Dataset items:
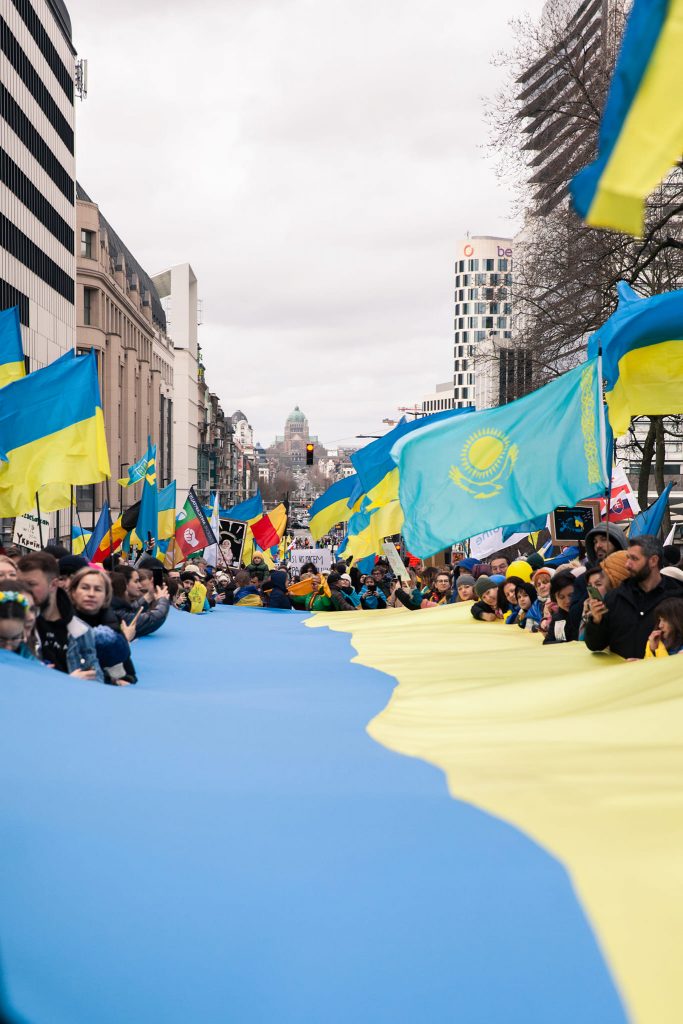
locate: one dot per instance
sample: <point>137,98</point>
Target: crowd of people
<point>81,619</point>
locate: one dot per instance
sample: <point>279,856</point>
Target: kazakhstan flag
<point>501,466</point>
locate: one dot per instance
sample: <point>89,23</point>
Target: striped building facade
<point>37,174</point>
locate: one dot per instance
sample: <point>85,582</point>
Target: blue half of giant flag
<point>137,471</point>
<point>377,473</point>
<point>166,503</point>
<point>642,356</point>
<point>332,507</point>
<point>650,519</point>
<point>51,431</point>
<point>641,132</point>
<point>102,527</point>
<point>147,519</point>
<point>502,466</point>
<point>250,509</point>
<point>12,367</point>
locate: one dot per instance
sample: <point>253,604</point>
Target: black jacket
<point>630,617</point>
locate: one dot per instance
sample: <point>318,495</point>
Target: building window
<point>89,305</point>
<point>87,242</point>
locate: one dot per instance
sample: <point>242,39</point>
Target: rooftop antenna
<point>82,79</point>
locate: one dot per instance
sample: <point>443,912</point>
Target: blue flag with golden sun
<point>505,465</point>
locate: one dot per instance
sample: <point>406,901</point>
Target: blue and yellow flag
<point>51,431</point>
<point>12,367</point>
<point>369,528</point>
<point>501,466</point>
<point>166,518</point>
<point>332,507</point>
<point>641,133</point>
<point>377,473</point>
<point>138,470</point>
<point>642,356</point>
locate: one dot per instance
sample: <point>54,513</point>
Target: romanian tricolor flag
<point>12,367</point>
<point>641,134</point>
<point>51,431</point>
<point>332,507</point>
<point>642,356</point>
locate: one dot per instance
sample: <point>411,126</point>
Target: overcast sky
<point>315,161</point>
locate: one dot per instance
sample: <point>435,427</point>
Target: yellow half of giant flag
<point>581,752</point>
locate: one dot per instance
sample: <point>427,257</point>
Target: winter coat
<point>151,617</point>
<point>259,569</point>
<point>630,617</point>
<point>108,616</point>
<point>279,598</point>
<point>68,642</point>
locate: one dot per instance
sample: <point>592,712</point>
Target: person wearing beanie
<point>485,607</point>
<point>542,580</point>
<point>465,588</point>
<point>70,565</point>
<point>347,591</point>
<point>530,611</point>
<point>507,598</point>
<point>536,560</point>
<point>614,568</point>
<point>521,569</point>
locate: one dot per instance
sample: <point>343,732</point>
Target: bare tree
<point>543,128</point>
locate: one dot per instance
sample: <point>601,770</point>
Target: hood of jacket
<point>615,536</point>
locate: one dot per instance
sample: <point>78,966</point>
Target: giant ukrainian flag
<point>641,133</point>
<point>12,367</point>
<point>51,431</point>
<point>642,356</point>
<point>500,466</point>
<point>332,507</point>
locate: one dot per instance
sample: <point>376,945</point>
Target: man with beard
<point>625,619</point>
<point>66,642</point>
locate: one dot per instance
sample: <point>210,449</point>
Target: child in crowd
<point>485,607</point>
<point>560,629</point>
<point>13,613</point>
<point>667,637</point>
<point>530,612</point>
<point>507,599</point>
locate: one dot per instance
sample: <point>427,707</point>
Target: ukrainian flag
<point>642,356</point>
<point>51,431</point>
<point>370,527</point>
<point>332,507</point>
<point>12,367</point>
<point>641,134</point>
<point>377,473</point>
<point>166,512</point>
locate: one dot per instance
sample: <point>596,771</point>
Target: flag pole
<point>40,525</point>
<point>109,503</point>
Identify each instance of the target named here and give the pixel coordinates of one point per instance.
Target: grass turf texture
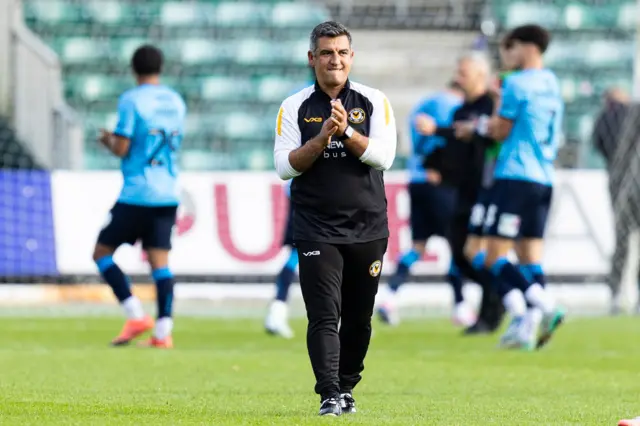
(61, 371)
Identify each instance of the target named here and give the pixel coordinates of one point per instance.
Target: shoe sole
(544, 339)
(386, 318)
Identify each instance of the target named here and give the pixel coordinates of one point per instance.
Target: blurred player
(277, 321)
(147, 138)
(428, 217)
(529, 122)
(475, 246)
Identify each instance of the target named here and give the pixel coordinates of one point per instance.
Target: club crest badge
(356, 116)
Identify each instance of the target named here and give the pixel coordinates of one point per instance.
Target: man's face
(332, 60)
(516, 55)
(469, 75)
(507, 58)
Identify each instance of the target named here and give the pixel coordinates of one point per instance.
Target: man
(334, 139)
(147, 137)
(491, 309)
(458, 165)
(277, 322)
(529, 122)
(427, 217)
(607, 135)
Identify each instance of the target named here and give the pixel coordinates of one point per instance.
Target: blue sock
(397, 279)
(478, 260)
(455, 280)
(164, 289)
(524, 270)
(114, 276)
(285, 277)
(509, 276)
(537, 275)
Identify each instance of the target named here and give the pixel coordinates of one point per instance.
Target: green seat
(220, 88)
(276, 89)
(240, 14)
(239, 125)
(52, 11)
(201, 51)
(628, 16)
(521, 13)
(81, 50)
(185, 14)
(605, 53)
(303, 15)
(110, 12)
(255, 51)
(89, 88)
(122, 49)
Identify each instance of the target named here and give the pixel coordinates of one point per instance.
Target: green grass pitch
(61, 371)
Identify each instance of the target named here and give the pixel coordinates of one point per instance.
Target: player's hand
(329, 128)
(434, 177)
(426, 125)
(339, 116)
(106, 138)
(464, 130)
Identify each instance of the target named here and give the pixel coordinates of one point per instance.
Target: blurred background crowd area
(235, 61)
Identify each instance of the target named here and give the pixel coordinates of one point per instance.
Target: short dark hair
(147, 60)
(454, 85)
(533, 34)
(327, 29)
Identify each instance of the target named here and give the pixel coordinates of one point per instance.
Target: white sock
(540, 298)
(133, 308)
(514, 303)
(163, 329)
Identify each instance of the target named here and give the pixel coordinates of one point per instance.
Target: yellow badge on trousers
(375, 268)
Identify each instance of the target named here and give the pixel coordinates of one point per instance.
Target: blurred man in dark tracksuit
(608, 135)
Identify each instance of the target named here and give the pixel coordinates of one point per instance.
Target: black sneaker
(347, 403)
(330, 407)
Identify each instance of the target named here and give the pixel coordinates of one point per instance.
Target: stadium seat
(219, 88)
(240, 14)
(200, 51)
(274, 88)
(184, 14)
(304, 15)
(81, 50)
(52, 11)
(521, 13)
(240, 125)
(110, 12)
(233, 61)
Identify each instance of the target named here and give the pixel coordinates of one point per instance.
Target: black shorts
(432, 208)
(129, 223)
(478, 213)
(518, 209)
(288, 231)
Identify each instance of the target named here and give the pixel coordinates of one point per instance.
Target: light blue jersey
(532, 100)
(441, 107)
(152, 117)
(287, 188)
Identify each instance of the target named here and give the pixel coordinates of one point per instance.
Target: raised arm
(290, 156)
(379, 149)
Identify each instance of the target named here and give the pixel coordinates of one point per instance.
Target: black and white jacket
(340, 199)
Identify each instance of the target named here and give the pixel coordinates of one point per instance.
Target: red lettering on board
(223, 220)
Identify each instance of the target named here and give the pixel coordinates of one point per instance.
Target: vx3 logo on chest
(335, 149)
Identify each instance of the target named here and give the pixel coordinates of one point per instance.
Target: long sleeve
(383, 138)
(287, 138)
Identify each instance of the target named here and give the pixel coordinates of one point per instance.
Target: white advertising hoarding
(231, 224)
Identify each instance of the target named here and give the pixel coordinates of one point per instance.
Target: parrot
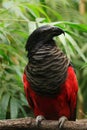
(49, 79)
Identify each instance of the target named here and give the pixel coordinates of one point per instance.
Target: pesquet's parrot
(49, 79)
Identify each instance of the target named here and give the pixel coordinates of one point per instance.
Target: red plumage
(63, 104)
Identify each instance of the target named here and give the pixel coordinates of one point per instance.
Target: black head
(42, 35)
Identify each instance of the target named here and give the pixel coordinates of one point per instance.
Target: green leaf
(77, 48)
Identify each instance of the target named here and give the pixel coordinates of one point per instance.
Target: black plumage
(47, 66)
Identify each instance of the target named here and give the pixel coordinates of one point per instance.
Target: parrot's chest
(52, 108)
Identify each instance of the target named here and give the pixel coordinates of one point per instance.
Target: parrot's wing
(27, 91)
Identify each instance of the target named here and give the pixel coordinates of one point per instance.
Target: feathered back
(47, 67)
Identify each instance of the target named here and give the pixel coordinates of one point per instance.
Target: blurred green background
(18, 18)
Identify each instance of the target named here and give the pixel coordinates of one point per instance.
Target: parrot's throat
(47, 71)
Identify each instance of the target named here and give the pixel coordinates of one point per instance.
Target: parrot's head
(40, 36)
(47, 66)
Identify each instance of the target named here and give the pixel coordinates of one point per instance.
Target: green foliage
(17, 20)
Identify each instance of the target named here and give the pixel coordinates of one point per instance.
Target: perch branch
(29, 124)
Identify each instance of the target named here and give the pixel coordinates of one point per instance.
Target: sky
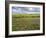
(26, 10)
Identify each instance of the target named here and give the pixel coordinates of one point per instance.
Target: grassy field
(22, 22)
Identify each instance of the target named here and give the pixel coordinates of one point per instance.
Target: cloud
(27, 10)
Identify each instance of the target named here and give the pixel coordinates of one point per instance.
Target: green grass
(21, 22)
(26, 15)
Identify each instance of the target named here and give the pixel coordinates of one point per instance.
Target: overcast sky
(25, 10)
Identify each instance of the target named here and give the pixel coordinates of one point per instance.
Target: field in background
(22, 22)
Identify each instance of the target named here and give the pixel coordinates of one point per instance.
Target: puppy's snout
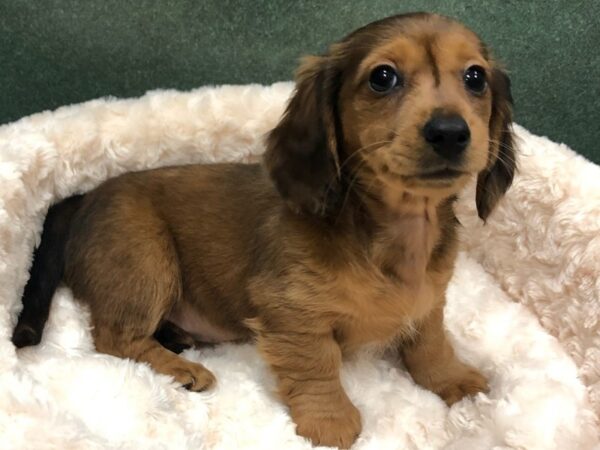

### [Your instructions]
Print out the entries above word for word from the first line to the line containing "sample: <point>85,582</point>", both included, omitting the pictures.

### [Written reply]
locate: one dot per instance
sample: <point>137,98</point>
Target: crowd of people
<point>81,619</point>
locate: one dot per instance
sample: <point>279,856</point>
Target: kazakhstan flag
<point>501,466</point>
locate: one dot per instance
sample: <point>89,23</point>
Target: striped building facade
<point>37,174</point>
locate: one dot per instance
sample: <point>85,582</point>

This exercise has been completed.